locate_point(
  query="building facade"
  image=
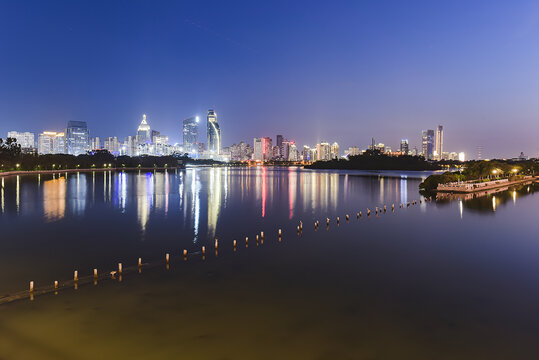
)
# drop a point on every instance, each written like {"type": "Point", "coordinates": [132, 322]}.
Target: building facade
{"type": "Point", "coordinates": [144, 135]}
{"type": "Point", "coordinates": [25, 139]}
{"type": "Point", "coordinates": [190, 134]}
{"type": "Point", "coordinates": [263, 149]}
{"type": "Point", "coordinates": [427, 144]}
{"type": "Point", "coordinates": [77, 138]}
{"type": "Point", "coordinates": [439, 141]}
{"type": "Point", "coordinates": [405, 149]}
{"type": "Point", "coordinates": [213, 133]}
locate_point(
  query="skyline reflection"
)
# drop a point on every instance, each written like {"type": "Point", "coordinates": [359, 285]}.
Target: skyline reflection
{"type": "Point", "coordinates": [200, 199]}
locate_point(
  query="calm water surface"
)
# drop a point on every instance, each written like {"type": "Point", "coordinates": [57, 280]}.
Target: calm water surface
{"type": "Point", "coordinates": [452, 278]}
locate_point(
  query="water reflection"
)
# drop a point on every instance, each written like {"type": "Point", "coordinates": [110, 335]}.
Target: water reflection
{"type": "Point", "coordinates": [54, 199]}
{"type": "Point", "coordinates": [200, 199]}
{"type": "Point", "coordinates": [488, 201]}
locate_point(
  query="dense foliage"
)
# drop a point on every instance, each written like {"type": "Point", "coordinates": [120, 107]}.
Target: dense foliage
{"type": "Point", "coordinates": [376, 160]}
{"type": "Point", "coordinates": [483, 171]}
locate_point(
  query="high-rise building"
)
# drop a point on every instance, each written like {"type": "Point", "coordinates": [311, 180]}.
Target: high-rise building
{"type": "Point", "coordinates": [427, 144]}
{"type": "Point", "coordinates": [60, 143]}
{"type": "Point", "coordinates": [112, 145]}
{"type": "Point", "coordinates": [129, 147]}
{"type": "Point", "coordinates": [95, 143]}
{"type": "Point", "coordinates": [51, 142]}
{"type": "Point", "coordinates": [284, 150]}
{"type": "Point", "coordinates": [25, 139]}
{"type": "Point", "coordinates": [279, 139]}
{"type": "Point", "coordinates": [404, 147]}
{"type": "Point", "coordinates": [77, 138]}
{"type": "Point", "coordinates": [335, 151]}
{"type": "Point", "coordinates": [307, 154]}
{"type": "Point", "coordinates": [190, 134]}
{"type": "Point", "coordinates": [262, 149]}
{"type": "Point", "coordinates": [45, 142]}
{"type": "Point", "coordinates": [144, 134]}
{"type": "Point", "coordinates": [293, 153]}
{"type": "Point", "coordinates": [213, 133]}
{"type": "Point", "coordinates": [352, 151]}
{"type": "Point", "coordinates": [323, 152]}
{"type": "Point", "coordinates": [439, 141]}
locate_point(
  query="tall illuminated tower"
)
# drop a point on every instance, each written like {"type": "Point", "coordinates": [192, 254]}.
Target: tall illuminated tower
{"type": "Point", "coordinates": [214, 133]}
{"type": "Point", "coordinates": [190, 134]}
{"type": "Point", "coordinates": [439, 141]}
{"type": "Point", "coordinates": [144, 132]}
{"type": "Point", "coordinates": [427, 144]}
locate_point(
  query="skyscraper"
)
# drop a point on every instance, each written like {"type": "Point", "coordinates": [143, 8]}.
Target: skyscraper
{"type": "Point", "coordinates": [427, 144]}
{"type": "Point", "coordinates": [190, 134]}
{"type": "Point", "coordinates": [213, 133]}
{"type": "Point", "coordinates": [439, 141]}
{"type": "Point", "coordinates": [335, 151]}
{"type": "Point", "coordinates": [404, 147]}
{"type": "Point", "coordinates": [77, 138]}
{"type": "Point", "coordinates": [25, 139]}
{"type": "Point", "coordinates": [144, 135]}
{"type": "Point", "coordinates": [262, 149]}
{"type": "Point", "coordinates": [323, 151]}
{"type": "Point", "coordinates": [279, 140]}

* * * * *

- **What this task involves**
Nothing in the entries above should change when they are printed again, except that the pictures are dropped.

- **Answer to this task**
locate_point(
  query="building facade"
  image=
)
# drop a point on every instance, each written like {"type": "Point", "coordinates": [132, 322]}.
Target: building facade
{"type": "Point", "coordinates": [144, 135]}
{"type": "Point", "coordinates": [25, 139]}
{"type": "Point", "coordinates": [190, 134]}
{"type": "Point", "coordinates": [263, 149]}
{"type": "Point", "coordinates": [427, 144]}
{"type": "Point", "coordinates": [77, 138]}
{"type": "Point", "coordinates": [439, 141]}
{"type": "Point", "coordinates": [405, 149]}
{"type": "Point", "coordinates": [213, 133]}
locate_point(
  query="skyline reflection"
)
# drop a point on every instance, each written like {"type": "Point", "coordinates": [359, 285]}.
Target: skyline reflection
{"type": "Point", "coordinates": [200, 199]}
locate_point(
  query="calm water surface"
)
# drop a point on every instance, each written like {"type": "Point", "coordinates": [57, 280]}.
Target: calm water surface
{"type": "Point", "coordinates": [452, 278]}
locate_point(
  query="water reflection"
)
# drop a point on every instance, each written like {"type": "Point", "coordinates": [110, 335]}.
Target: water reflection
{"type": "Point", "coordinates": [54, 199]}
{"type": "Point", "coordinates": [200, 199]}
{"type": "Point", "coordinates": [488, 201]}
locate_point(
  query="dense foliage"
)
# drop a point on every instance, each written like {"type": "Point", "coordinates": [120, 107]}.
Target: dense foliage
{"type": "Point", "coordinates": [376, 160]}
{"type": "Point", "coordinates": [483, 171]}
locate_point(
  query="high-rise building"
)
# drop a point on every instance, each written like {"type": "Point", "coordinates": [311, 180]}.
Target: high-rise building
{"type": "Point", "coordinates": [427, 144]}
{"type": "Point", "coordinates": [60, 143]}
{"type": "Point", "coordinates": [112, 145]}
{"type": "Point", "coordinates": [129, 147]}
{"type": "Point", "coordinates": [95, 143]}
{"type": "Point", "coordinates": [51, 142]}
{"type": "Point", "coordinates": [284, 150]}
{"type": "Point", "coordinates": [25, 139]}
{"type": "Point", "coordinates": [279, 139]}
{"type": "Point", "coordinates": [404, 147]}
{"type": "Point", "coordinates": [77, 138]}
{"type": "Point", "coordinates": [335, 151]}
{"type": "Point", "coordinates": [307, 154]}
{"type": "Point", "coordinates": [190, 134]}
{"type": "Point", "coordinates": [262, 149]}
{"type": "Point", "coordinates": [45, 142]}
{"type": "Point", "coordinates": [144, 134]}
{"type": "Point", "coordinates": [293, 153]}
{"type": "Point", "coordinates": [213, 133]}
{"type": "Point", "coordinates": [352, 151]}
{"type": "Point", "coordinates": [323, 152]}
{"type": "Point", "coordinates": [439, 141]}
locate_point(
  query="tall illuminated tower"
)
# drop a point on every instance, each written like {"type": "Point", "coordinates": [192, 254]}.
Target: tall illuminated tower
{"type": "Point", "coordinates": [214, 133]}
{"type": "Point", "coordinates": [190, 134]}
{"type": "Point", "coordinates": [439, 141]}
{"type": "Point", "coordinates": [144, 132]}
{"type": "Point", "coordinates": [427, 144]}
locate_point(
  query="skyscraper"
)
# drop a point on every instance, each written like {"type": "Point", "coordinates": [143, 8]}.
Target: skyscraper
{"type": "Point", "coordinates": [427, 144]}
{"type": "Point", "coordinates": [190, 134]}
{"type": "Point", "coordinates": [213, 133]}
{"type": "Point", "coordinates": [439, 141]}
{"type": "Point", "coordinates": [335, 151]}
{"type": "Point", "coordinates": [404, 147]}
{"type": "Point", "coordinates": [77, 138]}
{"type": "Point", "coordinates": [25, 139]}
{"type": "Point", "coordinates": [144, 135]}
{"type": "Point", "coordinates": [262, 149]}
{"type": "Point", "coordinates": [323, 151]}
{"type": "Point", "coordinates": [279, 140]}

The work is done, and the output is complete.